====== Source document ======

I haven’t yet mentioned one of the most well known metaphors in medicine: that of the lock and key for molecular interactions. Whether it was suggested previously for straightforward chemical reactions I don’t know, but the idea of the lock and key model is credited to Emil Fischer, a German chemist who won the Nobel Prize in chemistry in 1902, as an explanation for the specificity of enzymic reactions: the enzyme as lock; the substrate as key. There are so many chemical reactions and ideas named after Fischer that I suspect I must have heard his name at school, and perhaps again when learning for postgraduate exams in anaesthesia because he demonstrated, with Joseph von Mering, the sedative action of the barbiturates.
I wrote in an early column that metaphors explain and enliven: the lock and key is metaphor as explanation. It is a good metaphor, and even at nearly 120 years old is not a cliché. But, as with most metaphor as explanation, it is simplistic. Binding of a substrate to an enzyme does not open the enzyme; instead, the substrate splits, or forms a new compound with something else. The lock and key model applies also to receptors on cells, when a neurotransmitter may open an ion channel, or a ligand may cause a conformational change that modulates an action within the cell, nothing having passed through the cell membrane.
The model is obviously still useful in basic biology, but is there any point beyond that? The first PubMed article to refer to it is from 1961, which seems late, and is about taste reception: perhaps active scientists have left it to elementary teachers. Among the most recent articles, there are some about chemistry and non-biological nanoparticles and some about the reproductive isolation of species. Of the 770 articles in total, a high proportion just happen to have lock and key in the title or abstract. In one, something termed “the tryptophan lock” is “a key component required to stabilize activated receptors.” Another, about training in rugby football, was retrieved because the abstract contained “lock forwards” and “key skills.” Frequency of occurrence in PubMed can be misleading.
Scientists may no longer need the lock and key, but it is one of the metaphors used by oncologists to explain targeted treatments to patients. Sixty six patients and nine oncologists participated in a study to document what metaphors were used: 17 metaphors (bus driver, boss, switch, battery, circuit, broken light switch, gas pedal, key turning off an engine, key opening a lock, food for growth, satellite and antenna, interstate, alternate circuit, traffic jam, blueprint, room names, Florida citrus—these last two metaphors used to help patients to understand the specificity of their particular cancer) were used to explain eight molecular testing terms (driver mutations, targeted therapy, hormones, receptors, resistance, exon specificity, genes, and cancer signatures). Good for them.
Neville Goodman is a retired consultant anaesthetist and a writer. He is co-author of a book on medical English.
Competing interests: I have read and understood BMJ policy on declaration of interests and declare that my only competing interest is my co-authorship of a book about medical English.

====== Study material ======

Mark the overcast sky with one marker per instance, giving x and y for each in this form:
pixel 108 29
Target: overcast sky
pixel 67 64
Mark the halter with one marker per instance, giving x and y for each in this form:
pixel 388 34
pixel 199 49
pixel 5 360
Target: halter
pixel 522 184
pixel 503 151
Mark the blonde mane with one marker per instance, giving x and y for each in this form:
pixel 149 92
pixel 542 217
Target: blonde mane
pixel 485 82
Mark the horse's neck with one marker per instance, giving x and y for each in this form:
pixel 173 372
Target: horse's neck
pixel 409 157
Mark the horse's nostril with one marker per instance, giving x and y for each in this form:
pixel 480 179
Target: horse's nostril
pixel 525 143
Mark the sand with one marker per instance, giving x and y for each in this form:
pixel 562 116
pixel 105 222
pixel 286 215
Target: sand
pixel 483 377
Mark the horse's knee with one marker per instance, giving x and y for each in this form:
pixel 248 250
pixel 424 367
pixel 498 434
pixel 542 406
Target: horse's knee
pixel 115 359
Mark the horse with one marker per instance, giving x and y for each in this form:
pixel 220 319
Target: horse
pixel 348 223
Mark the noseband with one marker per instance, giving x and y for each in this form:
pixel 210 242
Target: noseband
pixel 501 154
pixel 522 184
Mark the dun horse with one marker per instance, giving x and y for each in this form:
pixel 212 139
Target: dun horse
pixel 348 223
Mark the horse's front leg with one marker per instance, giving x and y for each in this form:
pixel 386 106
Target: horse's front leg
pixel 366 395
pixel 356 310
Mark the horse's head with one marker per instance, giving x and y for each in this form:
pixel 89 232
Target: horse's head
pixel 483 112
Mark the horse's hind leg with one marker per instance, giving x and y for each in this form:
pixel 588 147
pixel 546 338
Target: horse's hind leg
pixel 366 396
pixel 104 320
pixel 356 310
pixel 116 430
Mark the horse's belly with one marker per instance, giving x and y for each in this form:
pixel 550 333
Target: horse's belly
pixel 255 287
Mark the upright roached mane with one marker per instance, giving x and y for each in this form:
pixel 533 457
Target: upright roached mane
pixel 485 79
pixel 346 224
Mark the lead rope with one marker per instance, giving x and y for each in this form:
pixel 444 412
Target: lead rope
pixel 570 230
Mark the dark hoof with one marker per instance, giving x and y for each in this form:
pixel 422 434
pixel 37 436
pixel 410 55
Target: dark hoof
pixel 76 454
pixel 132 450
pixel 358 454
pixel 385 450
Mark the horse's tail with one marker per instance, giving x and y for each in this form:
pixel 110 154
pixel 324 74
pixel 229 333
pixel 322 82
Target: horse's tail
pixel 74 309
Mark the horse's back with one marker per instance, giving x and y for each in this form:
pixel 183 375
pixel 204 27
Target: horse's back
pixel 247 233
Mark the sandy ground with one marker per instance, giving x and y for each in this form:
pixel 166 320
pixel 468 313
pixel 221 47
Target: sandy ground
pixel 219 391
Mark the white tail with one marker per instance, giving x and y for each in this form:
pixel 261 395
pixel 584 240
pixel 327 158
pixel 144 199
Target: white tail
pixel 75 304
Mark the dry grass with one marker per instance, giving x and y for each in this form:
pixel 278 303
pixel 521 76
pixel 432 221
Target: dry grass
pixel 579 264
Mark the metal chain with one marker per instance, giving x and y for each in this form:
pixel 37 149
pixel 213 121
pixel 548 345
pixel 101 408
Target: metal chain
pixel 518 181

======

§ **Task set**:
1. Rewrite the part of the column that runs from "I wrote in an" down to "the cell membrane.", using "bound molecule" wherever "substrate" appears.
2. Summarize the column in two sentences.
3. Answer these questions from the column, one per line:
(a) In what year did Emil Fischer win the Nobel Prize in chemistry?
(b) How many PubMed articles in total does the column mention?
(c) How many patients took part in the study of metaphors used by oncologists?

§ **Solutions to the problems**:
1.
I wrote in an early column that metaphors explain and enliven: the lock and key is metaphor as explanation. It is a good metaphor, and even at nearly 120 years old is not a cliché. But, as with most metaphor as explanation, it is simplistic. Binding of a bound molecule to an enzyme does not open the enzyme; instead, the bound molecule splits, or forms a new compound with something else. The lock and key model applies also to receptors on cells, when a neurotransmitter may open an ion channel, or a ligand may cause a conformational change that modulates an action within the cell, nothing having passed through the cell membrane.

2. The lock and key model of molecular interactions, credited to the German chemist Emil Fischer as an explanation for the specificity of enzymic reactions, is a good metaphor but a simplistic one. Scientists may no longer need it, but oncologists use it among other metaphors to explain targeted treatments to patients.

3.
(a) 1902
(b) 770
(c) Sixty six